◆ **Tarea por realizar**:
Copia sin cambios el pasaje del texto sobre los palmeros de Chacao que empieza con "Buscan entre árboles" y sigue hasta "y la emoción.".

◆ **Extracto del documento**:
+--
Hace 250 años, la fiebre amarilla asolaba y el padre Mohedano -primer párroco de Chacao- pidió a los fieles que buscaran las ramas en las montañas, prometiendo perpetuar la práctica si la enfermedad desaparecía.
Carlos González y Álvaro Porras, de 36 años, se sumergen en el bosque seguidos por media docena de jóvenes hasta el lugar en donde acamparán.
Unos 300 palmeros se encuentran dispersos en este parque nacional para recolectar las ramas de palma, Caroxylum carifarum, una especie en peligro de extinción.
Buscan entre árboles que han plantado. Antes cortaban palmeras al azar, pero con el riesgo de hacerlas desaparecer, lo que también habría acabado con la tradición.
“Hoy somos palmeros los 365 días del año. Plantamos, limpiamos el monte. Hacemos operaciones en otros parques. Devolvemos a la naturaleza lo que nos da”, explica Álvaro.
“La subida es dura”
A los “palmeritos” (pequeños palmeros) Santiago Coriat y Joseph Rincon, ambos de 12 años, los embargan el miedo y la emoción.
“Estoy un poco nervioso. Es la primera vez“, dice Santiago, quien carga una mochila con comida, un saco de dormir y un budare (placa de metal) para cocinar arepas (tortitas de maíz).
Una carga que resultará demasiado pesada para el niño durante el difícil ascenso por encima de los 1.000 metros de altura. Álvaro y Carlos cargan unos 60 kg a la espalda.
Llevan comida, enseres para cocinar y dormir… Sin olvidar “las vitaminas” unas botellas de ron aderezadas con pesgua (una hierba serrana mentolada) para entrar en calor y animar el trabajo, bromea Carlos.
La luz de Caracas es suficiente para iluminar el empinado camino. Al principio prolijos, todos se concentran en su respiración. Las conversaciones y los cantos se detienen.
+--
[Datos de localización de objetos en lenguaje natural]
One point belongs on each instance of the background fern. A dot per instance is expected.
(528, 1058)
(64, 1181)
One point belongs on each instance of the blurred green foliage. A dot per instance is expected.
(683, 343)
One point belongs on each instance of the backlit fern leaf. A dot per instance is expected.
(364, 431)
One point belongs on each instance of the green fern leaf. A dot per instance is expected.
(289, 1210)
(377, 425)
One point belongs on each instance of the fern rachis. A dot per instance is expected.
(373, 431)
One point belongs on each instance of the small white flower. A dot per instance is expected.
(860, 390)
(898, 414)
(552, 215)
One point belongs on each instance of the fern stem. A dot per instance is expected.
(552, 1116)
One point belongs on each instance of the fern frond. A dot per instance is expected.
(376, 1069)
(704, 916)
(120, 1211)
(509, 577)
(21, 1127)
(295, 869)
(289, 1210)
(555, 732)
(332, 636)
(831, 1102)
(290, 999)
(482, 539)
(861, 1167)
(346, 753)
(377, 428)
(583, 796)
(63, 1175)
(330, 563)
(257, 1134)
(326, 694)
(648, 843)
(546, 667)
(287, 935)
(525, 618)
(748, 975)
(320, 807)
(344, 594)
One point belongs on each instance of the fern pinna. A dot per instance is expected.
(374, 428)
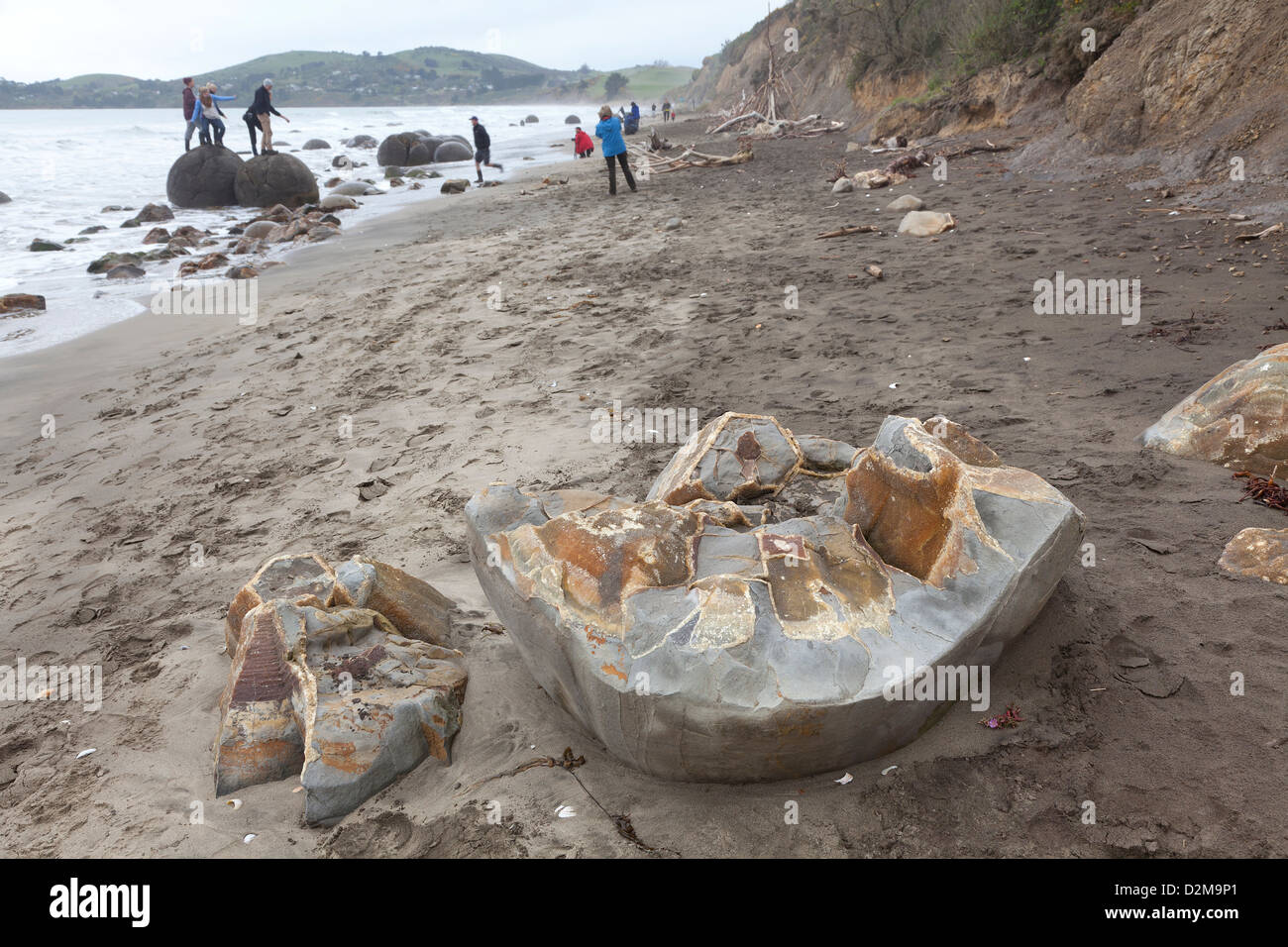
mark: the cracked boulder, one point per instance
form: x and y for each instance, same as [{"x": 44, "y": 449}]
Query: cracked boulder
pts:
[
  {"x": 1237, "y": 419},
  {"x": 334, "y": 692},
  {"x": 700, "y": 639}
]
+--
◆ **Solución escrita**:
Buscan entre árboles que han plantado. Antes cortaban palmeras al azar, pero con el riesgo de hacerlas desaparecer, lo que también habría acabado con la tradición.
“Hoy somos palmeros los 365 días del año. Plantamos, limpiamos el monte. Hacemos operaciones en otros parques. Devolvemos a la naturaleza lo que nos da”, explica Álvaro.
“La subida es dura”
A los “palmeritos” (pequeños palmeros) Santiago Coriat y Joseph Rincon, ambos de 12 años, los embargan el miedo y la emoción.